YOUR ASSIGNMENT -
Look through the records below for the line holding "Locate the shadow". Write it out exactly, with each following line through the line holding "Locate the house".

RECORDS SHOWN -
● ● ● ● ●
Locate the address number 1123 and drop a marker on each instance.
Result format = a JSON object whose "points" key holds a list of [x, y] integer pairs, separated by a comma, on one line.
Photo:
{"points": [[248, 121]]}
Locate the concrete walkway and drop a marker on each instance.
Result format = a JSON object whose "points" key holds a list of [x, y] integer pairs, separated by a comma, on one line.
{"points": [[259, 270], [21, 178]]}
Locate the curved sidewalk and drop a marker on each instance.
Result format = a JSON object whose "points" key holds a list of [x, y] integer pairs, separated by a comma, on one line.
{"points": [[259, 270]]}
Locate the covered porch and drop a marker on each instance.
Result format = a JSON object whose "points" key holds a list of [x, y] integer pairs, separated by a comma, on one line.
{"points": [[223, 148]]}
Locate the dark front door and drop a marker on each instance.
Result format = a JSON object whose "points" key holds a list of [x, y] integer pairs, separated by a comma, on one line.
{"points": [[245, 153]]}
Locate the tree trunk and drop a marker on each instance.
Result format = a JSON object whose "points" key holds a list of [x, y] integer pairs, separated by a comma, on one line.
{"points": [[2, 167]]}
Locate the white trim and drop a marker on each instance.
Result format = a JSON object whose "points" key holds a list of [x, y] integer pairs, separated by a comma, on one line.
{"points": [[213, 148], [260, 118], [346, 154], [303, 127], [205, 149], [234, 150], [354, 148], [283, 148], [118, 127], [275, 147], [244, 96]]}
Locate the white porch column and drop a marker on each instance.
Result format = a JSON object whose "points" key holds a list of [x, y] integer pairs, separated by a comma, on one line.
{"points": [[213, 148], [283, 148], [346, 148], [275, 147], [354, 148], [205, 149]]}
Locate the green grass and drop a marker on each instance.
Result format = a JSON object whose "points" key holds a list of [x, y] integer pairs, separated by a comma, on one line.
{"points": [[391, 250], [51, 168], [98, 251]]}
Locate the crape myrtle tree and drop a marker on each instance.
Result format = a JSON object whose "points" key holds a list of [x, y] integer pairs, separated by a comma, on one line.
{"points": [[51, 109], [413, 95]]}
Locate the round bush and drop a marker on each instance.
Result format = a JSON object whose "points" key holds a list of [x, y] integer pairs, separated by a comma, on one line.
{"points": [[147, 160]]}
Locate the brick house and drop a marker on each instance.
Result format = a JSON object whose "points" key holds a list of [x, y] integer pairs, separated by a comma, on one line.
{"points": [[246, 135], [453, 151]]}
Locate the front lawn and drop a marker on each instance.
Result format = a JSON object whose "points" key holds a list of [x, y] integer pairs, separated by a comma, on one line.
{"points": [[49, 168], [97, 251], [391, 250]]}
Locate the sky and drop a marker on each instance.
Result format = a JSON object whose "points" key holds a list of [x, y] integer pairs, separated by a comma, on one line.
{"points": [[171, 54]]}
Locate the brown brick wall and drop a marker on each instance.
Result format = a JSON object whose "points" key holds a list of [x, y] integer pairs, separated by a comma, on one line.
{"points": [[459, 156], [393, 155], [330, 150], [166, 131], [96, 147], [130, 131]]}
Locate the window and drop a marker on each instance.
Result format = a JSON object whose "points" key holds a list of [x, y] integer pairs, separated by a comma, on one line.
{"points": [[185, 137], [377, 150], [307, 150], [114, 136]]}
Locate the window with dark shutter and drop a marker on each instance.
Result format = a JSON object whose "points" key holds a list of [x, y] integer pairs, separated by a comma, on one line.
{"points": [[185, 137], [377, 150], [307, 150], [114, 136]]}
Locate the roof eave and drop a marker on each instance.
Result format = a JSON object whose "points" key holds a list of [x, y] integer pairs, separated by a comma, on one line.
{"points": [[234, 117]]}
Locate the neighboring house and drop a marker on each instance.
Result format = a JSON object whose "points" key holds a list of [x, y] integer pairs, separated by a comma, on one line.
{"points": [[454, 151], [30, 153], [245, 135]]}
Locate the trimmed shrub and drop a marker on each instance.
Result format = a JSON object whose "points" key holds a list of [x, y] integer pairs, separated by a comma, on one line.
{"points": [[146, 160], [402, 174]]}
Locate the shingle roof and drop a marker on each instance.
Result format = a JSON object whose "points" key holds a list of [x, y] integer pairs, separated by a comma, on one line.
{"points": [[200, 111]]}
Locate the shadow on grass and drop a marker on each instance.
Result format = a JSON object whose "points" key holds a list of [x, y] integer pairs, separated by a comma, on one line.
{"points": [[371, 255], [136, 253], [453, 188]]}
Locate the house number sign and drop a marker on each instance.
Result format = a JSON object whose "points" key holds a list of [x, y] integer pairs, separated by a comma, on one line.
● ● ● ● ●
RESULT OF THE EXERCISE -
Locate the shadow on grass and drop a marker on each instance.
Result format = a JSON object whose "points" key holds a list of [x, y] integer pairs, separated by a comma, on one line.
{"points": [[371, 255], [136, 253], [453, 188]]}
Locate the house number sign and drop a marker on each instance.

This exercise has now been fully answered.